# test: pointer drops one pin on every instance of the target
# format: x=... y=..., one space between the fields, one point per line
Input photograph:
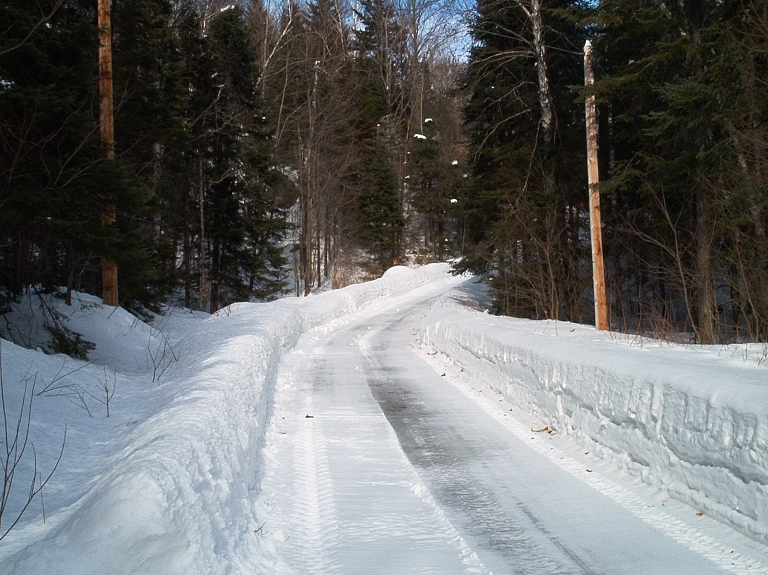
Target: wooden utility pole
x=108 y=267
x=598 y=273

_ _ _ _

* _Problem details_: A word-for-word copy of the records is required. Leave out every picture.

* _Answer_:
# test: pointer drops one pin on every instance of the target
# format: x=... y=..., one space between the fields, one point per line
Input photograph:
Target: wooden utility pole
x=108 y=267
x=598 y=273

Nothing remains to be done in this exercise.